Over 50 Plans.
Whilst we wouldn’t agree with Which? if they imply that a cash ISA is better for pre-paying funeral plans, we certainly agree with them that over 50 plans aren’t ideal. The problem with an ISA is that it is subject to Inheritance Tax and Probate, so it won’t be availble when it is needed to pay for the funeral. But I don’t think that is what Which? is intending to say. Here is their story:
Over 50 plans* could leave pensioners thousands of pounds out of pocket, and the payout often falls well short of what they’d earn in a cash Isa, according to new research from Which?
The consumer champion found that on average, a 60-year-old man paying £15 a month into an over-50s plan for 30 years would earn a lump sum of just £2,980**. This compares to a cash Isa (4% AER) which would earn more than triple the amount over the same time (£10,313).
If a customer stops payments then they forfeit any payout or even the return of their premiums***. This means that they’re forced to keep paying money into the plan each month until they’re 90. For instance, a 60-year-old man with a monthly premium of £15 would pay a total of £5,400 by the time he reached 90. However, in some cases he could receive a payout of less than half that amount (£2,650). So the longer you live, the worse value over-50s plans become.

**Source records:**

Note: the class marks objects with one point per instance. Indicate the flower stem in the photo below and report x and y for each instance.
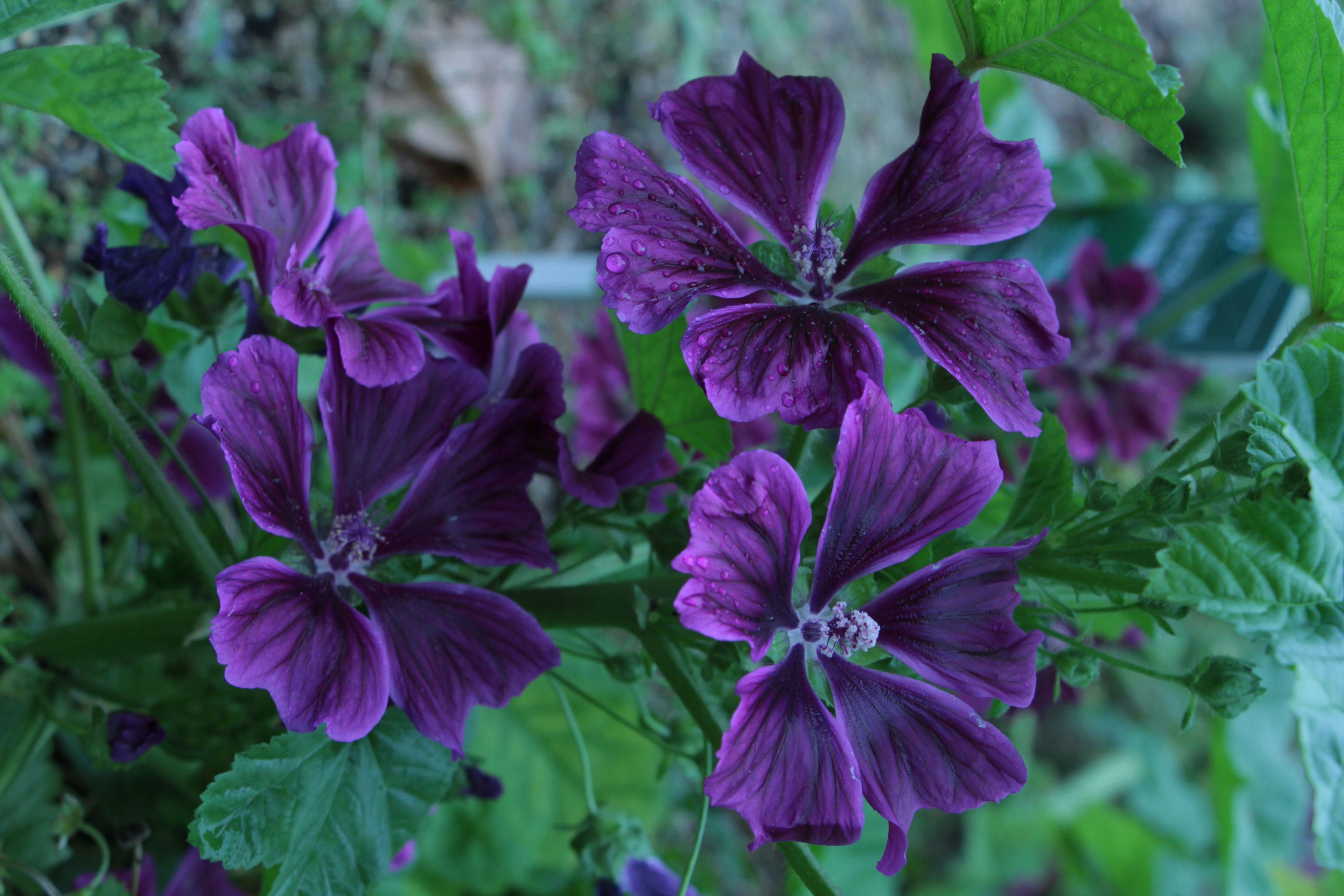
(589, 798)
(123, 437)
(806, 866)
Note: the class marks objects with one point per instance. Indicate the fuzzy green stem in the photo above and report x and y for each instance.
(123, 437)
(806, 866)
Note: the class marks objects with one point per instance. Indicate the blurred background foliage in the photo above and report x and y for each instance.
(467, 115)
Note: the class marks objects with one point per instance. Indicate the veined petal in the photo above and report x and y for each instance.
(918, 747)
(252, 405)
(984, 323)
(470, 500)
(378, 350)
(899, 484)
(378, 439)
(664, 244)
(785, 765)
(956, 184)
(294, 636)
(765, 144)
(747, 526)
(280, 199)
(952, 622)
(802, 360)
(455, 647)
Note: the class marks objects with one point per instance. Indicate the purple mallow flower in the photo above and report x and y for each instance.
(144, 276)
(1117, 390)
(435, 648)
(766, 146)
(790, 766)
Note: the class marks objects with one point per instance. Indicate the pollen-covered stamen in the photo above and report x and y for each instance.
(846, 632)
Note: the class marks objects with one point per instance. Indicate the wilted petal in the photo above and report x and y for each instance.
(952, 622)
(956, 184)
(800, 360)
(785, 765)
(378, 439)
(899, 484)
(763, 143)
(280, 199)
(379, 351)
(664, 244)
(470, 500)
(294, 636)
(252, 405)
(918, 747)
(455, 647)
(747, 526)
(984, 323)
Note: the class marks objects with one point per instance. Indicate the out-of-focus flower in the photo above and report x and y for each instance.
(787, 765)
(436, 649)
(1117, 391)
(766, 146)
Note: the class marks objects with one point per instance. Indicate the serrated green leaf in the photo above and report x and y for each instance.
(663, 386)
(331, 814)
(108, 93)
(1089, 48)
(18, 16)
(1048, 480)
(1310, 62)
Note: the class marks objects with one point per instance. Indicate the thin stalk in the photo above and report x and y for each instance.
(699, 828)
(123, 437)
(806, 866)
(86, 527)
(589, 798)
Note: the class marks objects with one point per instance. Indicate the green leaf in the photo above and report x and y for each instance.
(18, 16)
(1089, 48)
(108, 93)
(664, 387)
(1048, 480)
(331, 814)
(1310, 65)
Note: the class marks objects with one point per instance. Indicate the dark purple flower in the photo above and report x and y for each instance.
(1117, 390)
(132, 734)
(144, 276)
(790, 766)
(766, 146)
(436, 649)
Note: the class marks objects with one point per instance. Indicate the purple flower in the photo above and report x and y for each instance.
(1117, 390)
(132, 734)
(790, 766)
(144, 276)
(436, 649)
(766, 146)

**What you need to do:**
Answer these questions from the over-50s plans text, numbering each 1., 2., 3. on its own line.
1. What is an ISA subject to that keeps it from being available to pay for the funeral?
2. On average, what lump sum would a 60-year-old man earn by paying £15 a month into an over-50s plan for 30 years?
3. What total would a 60-year-old man with a £15 monthly premium have paid by the time he reached 90?
These rows were drawn from a separate source.

**Answer:**
1. Inheritance Tax and Probate
2. £2,980
3. £5,400